(TUGAS YANG DIMINTA):
Tolong lanjutkan tulisan di bawah ini tentang minimnya partisipasi publik dalam pembentukan undang-undang, mulai setelah kalimat terakhirnya.

(DOKUMEN):
* * * * * * *

Legislasi Minus Partisipasi, Akankah Berlanjut?
Minimnya partisipasi publik dalam pembentukan undang-undang, selama periode kedua Presiden Jokowi, diperkirakan berlanjut pada 2024.
Tahun 2023 tercatat sebagai tahun saat Mahkamah Konstitusi menerima permohonan pengujian undang-undang paling banyak sejak berdiri tahun 2003. Ada 168 permohonan pengujian undang-undang, naik dibandingkan dengan permohonan pada 2022 sebanyak 121 perkara dan 2021 yang hanya 71 perkara.
Apabila ditilik lebih jauh terkait jenis pengujian yang diajukan, terdapat dua kategori permohonan, yakni pengujian materiil dan formil. Sepanjang tahun lalu, terdapat 10 permohonan pengujian formil dan tiga lainnya gabungan pengujian formil/materiil. Sisanya adalah permohonan pengujian konstitusionalitas norma undang-undang.
Meskipun tidak terlalu tinggi, angka permohonan pengujian formil yang mempersoalkan prosedur pembentukan sebuah undang-undang tetap memiliki makna yang signifikan. Setidaknya hal itu menunjukkan ada masalah dalam proses pembahasan sebuah rancangan regulasi di Senayan.
Minimnya RUU yang dihasilkan pembentuk undang-undang tersebut tidak membuat undang-undang yang dihasilkan ataupun proses pembahasannya menjadi berkualitas.
Memang, secara kuantitatif, kinerja legislasi DPR dan pemerintah tidak terlalu menggembirakan. Dari target 39 undang-undang yang seharusnya diselesaikan pada tahun lalu, hanya enam rancangan undang-undang atau sekitar 15,3 persen yang disahkan. Hingga tahun keempat masa jabatan DPR periode 2019-2024, hanya 7,3 persen atau 19 RUU dari 259 RUU yang menjadi target Program Legislasi Nasional (Prolegnas) lima tahunan tersebut dapat diwujudkan.
Minimnya RUU yang dihasilkan pembentuk undang-undang tersebut tidak membuat undang-undang yang dihasilkan ataupun proses pembahasannya menjadi berkualitas. Dari segi proses dan prosedur pembentukan undang-undang, Pusat Studi Hukum Kebijakan pun mencatat kekurangan utama yang hari ini masih ada, yakni sulitnya publik mengakses informasi yang pada akhirnya berkorelasi dengan minimnya partisipasi publik yang bermakna.
Adanya partisipasi publik yang bermakna, bukan sekadar formalitas dan sosialisasi satu arah, menjadi syarat yang harus ada dalam prosedur pembentukan regulasi. Perintah tersebut tercantum dalam putusan MK Nomor 91/PUU-XVIII/2020 yang menjadi landmark decision bagi pengujian formil ke MK.

* * * * * * *

(DATA YANG DITAMPILKAN):

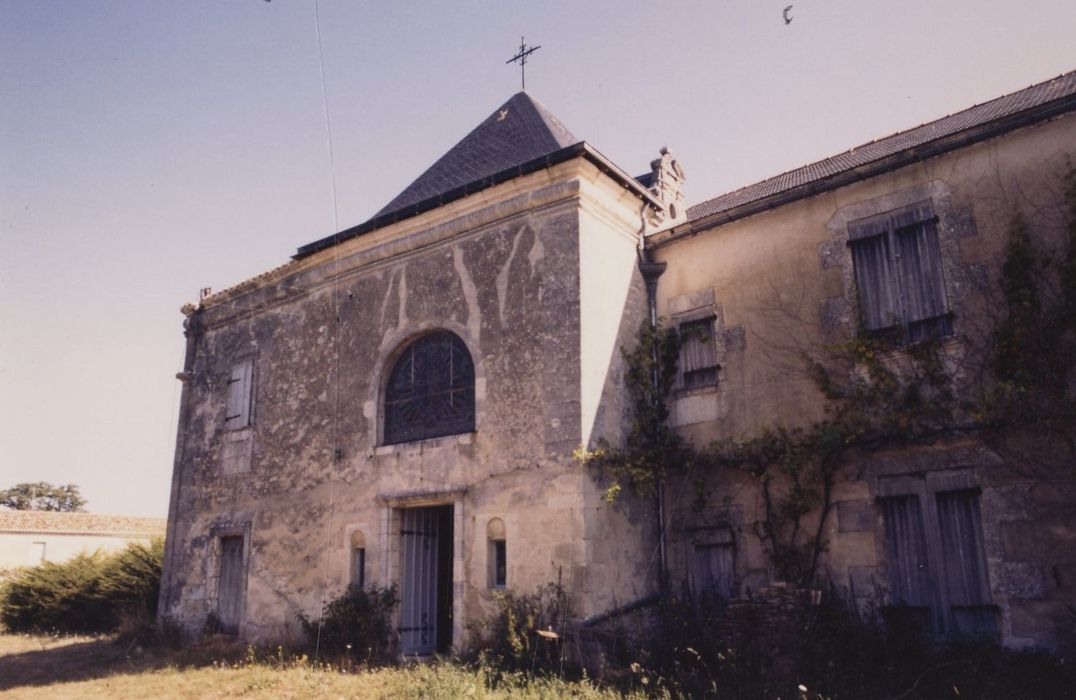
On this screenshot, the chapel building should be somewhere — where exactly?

* * * * * * *

(JAWABAN):
Dalam putusan tersebut, MK mensyaratkan terpenuhinya tiga hak masyarakat saat berpartisipasi dalam pembuatan kebijakan/undang-undang, yaitu hak untuk didengarkan (right to be heard), hak untuk dipertimbangkan (right to be considered), dan hak untuk mendapatkan penjelasan terkait masukannya (right to be explained).
Politik hukum Presiden
Ketua Departemen Hukum Tata Negara Fakultas Hukum Universitas Gadjah Mada Zainal Arifin Mochtar mempertanyakan politik hukum Presiden dalam legislasi. Sebab, ada begitu banyak produk perundang-undangan yang dibuat tanpa proses partisipasi yang memadai. Menurut Zainal, hal ini tak hanya terjadi pada tahun 2023. Sejak kepemimpinan periode kedua Presiden Joko Widodo, proses legislasi yang minus partisipasi sudah dilakukan.
Sebut saja pembentukan Undang-Undang Nomor 20 Tahun 2020 tentang Cipta Kerja, UU No 19/2019 tentang Komisi Pemberantasan Korupsi, dan undang-undang lain yang dipersoalkan baik di ruang publik maupun di Mahkamah Konstitusi.
Khusus pada tahun 2023, ada UU No 6/2023 tentang Penetapan Perppu No 2/2023 tentang Cipta Kerja, UU No 17/2023 tentang Kesehatan, UU Informasi dan Transaksi Elektronik hasil revisi kedua yang bagi masyarakat sipil memuat sejumlah pasal bermasalah, dan lainnya.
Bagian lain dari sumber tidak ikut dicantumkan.